# Task instructions:
Starting with the line that contains "point: small brown", reproduce each line through the end of the entries exactly as written.

# Source data:

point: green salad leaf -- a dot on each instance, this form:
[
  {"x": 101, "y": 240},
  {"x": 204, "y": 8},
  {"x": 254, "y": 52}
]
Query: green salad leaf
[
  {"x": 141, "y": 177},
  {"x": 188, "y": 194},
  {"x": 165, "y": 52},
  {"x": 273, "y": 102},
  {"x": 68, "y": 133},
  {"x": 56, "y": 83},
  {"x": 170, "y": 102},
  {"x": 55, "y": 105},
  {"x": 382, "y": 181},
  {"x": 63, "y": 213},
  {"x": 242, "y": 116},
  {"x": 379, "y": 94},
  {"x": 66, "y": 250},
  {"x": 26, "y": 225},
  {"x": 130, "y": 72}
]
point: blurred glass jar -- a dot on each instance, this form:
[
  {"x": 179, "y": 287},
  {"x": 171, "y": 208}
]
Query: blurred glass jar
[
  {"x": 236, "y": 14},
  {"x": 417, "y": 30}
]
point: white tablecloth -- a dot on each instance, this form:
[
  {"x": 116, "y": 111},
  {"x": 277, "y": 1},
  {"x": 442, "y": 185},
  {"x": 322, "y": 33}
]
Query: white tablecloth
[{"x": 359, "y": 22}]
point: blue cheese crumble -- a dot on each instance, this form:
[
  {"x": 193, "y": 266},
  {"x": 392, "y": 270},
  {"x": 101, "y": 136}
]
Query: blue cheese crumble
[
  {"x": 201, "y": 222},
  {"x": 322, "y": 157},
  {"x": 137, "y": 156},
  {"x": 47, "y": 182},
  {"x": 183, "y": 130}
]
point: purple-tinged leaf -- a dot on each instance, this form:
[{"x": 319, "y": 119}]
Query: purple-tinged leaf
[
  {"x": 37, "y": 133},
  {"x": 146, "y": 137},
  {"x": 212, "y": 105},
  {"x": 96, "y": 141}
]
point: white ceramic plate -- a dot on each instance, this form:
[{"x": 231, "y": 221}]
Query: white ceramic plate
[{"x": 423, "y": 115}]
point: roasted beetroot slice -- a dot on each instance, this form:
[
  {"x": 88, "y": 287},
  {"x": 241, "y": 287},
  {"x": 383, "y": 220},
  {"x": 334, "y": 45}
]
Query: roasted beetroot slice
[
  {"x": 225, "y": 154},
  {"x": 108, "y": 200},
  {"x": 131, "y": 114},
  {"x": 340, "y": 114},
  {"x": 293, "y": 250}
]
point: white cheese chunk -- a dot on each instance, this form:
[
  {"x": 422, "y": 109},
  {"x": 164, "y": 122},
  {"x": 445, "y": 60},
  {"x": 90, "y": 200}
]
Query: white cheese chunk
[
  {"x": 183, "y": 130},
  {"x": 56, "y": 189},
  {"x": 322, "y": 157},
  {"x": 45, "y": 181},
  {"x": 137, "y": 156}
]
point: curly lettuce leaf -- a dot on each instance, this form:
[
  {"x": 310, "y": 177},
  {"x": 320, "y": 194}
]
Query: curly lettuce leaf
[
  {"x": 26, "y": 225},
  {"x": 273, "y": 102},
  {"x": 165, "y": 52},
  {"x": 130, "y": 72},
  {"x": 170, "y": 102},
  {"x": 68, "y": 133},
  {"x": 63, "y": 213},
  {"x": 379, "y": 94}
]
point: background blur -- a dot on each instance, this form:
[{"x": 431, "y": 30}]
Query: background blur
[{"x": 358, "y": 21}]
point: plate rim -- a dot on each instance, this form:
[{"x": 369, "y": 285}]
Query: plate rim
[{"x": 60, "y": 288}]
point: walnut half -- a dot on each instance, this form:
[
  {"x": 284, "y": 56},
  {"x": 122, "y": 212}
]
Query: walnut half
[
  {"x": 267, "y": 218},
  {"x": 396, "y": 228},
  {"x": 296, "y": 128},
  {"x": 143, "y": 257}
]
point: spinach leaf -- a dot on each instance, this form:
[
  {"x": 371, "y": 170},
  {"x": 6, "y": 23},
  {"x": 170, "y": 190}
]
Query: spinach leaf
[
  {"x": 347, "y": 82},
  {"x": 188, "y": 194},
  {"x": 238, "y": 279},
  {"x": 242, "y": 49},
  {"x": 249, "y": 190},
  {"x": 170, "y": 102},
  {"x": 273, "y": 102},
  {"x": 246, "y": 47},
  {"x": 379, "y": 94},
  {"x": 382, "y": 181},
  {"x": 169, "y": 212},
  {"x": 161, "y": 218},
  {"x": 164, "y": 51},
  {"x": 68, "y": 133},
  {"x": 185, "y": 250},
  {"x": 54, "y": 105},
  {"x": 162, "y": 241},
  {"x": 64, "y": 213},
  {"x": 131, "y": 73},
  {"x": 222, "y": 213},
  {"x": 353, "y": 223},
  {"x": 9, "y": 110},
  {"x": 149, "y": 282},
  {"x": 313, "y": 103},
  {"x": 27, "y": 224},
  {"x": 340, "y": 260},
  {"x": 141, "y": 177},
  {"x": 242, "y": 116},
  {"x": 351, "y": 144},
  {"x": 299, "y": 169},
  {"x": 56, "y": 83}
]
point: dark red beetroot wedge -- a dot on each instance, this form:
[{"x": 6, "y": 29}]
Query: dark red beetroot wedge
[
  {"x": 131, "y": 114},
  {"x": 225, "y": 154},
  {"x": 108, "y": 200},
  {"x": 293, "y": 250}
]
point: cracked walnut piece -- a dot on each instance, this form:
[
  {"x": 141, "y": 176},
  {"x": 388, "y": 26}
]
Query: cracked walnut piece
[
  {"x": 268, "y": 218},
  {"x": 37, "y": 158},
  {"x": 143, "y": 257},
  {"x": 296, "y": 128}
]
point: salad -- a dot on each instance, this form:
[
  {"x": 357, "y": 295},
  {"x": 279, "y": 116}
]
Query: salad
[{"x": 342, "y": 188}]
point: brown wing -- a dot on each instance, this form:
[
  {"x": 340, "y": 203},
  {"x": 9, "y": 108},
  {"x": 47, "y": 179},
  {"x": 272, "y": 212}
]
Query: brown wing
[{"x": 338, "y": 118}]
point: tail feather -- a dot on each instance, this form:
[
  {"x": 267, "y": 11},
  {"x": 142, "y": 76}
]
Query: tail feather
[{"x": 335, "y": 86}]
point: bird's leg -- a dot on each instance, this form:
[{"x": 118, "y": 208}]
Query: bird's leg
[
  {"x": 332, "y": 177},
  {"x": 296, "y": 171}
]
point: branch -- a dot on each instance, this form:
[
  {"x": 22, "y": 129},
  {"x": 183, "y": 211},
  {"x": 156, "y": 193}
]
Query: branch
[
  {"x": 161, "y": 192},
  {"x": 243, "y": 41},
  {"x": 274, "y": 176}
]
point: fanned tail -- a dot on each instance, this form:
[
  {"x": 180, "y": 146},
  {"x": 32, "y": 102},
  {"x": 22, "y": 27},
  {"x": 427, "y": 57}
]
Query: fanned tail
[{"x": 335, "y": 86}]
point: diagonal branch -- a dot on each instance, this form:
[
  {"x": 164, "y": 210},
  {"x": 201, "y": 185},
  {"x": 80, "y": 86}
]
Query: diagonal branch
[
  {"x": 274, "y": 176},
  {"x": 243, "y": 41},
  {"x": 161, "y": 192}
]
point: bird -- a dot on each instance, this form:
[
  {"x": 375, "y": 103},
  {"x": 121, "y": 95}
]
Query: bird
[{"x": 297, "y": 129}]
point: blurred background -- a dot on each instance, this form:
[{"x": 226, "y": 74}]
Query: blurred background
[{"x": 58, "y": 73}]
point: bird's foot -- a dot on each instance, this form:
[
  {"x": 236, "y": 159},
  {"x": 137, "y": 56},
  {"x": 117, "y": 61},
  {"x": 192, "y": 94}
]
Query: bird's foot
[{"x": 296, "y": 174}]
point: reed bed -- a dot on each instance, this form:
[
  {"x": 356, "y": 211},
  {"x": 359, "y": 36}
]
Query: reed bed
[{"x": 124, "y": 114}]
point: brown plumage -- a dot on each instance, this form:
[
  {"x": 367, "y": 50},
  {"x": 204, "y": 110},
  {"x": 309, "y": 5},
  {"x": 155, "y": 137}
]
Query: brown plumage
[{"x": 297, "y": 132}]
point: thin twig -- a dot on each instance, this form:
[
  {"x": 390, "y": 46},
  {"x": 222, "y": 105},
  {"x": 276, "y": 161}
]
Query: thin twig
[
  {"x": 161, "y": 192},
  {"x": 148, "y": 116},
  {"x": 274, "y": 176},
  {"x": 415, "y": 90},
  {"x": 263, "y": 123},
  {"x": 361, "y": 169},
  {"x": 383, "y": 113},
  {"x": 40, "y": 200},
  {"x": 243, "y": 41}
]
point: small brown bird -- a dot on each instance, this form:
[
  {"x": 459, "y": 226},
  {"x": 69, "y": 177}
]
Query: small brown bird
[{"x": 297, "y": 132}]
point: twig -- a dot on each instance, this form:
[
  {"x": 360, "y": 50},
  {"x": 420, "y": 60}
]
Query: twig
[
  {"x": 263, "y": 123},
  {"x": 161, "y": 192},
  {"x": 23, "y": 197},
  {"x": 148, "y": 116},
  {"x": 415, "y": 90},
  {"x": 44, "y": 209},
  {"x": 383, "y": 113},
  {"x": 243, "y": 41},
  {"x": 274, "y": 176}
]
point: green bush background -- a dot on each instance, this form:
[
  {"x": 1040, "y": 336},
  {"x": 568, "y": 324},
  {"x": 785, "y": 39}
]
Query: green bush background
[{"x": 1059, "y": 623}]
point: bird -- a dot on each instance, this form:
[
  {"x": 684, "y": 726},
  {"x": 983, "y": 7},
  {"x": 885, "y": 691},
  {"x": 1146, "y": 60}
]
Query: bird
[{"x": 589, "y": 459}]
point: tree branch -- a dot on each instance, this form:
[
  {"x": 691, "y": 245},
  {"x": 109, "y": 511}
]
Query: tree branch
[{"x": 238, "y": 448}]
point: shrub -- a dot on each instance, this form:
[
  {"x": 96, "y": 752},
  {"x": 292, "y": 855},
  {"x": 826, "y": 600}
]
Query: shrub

# Solved exercise:
point: small brown bird -- a dot on each instance, this form:
[
  {"x": 459, "y": 226},
  {"x": 69, "y": 177}
]
Query: small brown bird
[{"x": 297, "y": 132}]
point: twig -- a dot on each instance, this form:
[
  {"x": 360, "y": 50},
  {"x": 420, "y": 60}
]
Query: twig
[
  {"x": 263, "y": 123},
  {"x": 161, "y": 192},
  {"x": 23, "y": 197},
  {"x": 148, "y": 116},
  {"x": 415, "y": 90},
  {"x": 44, "y": 209},
  {"x": 383, "y": 113},
  {"x": 243, "y": 41},
  {"x": 274, "y": 176}
]
point: green bush background -- a dot on each instance, this form:
[
  {"x": 1040, "y": 336},
  {"x": 568, "y": 324},
  {"x": 785, "y": 39}
]
Query: green bush background
[{"x": 1059, "y": 623}]
point: bird -- a dot on each instance, this form:
[
  {"x": 684, "y": 726},
  {"x": 983, "y": 7},
  {"x": 885, "y": 691},
  {"x": 1146, "y": 60}
]
Query: bird
[{"x": 589, "y": 459}]
point: tree branch -- a dot on each instance, this form:
[
  {"x": 691, "y": 245},
  {"x": 109, "y": 511}
]
Query: tree branch
[{"x": 238, "y": 448}]
point: shrub -- a dot on each instance, this form:
[
  {"x": 96, "y": 752},
  {"x": 292, "y": 855},
  {"x": 826, "y": 600}
]
Query: shrub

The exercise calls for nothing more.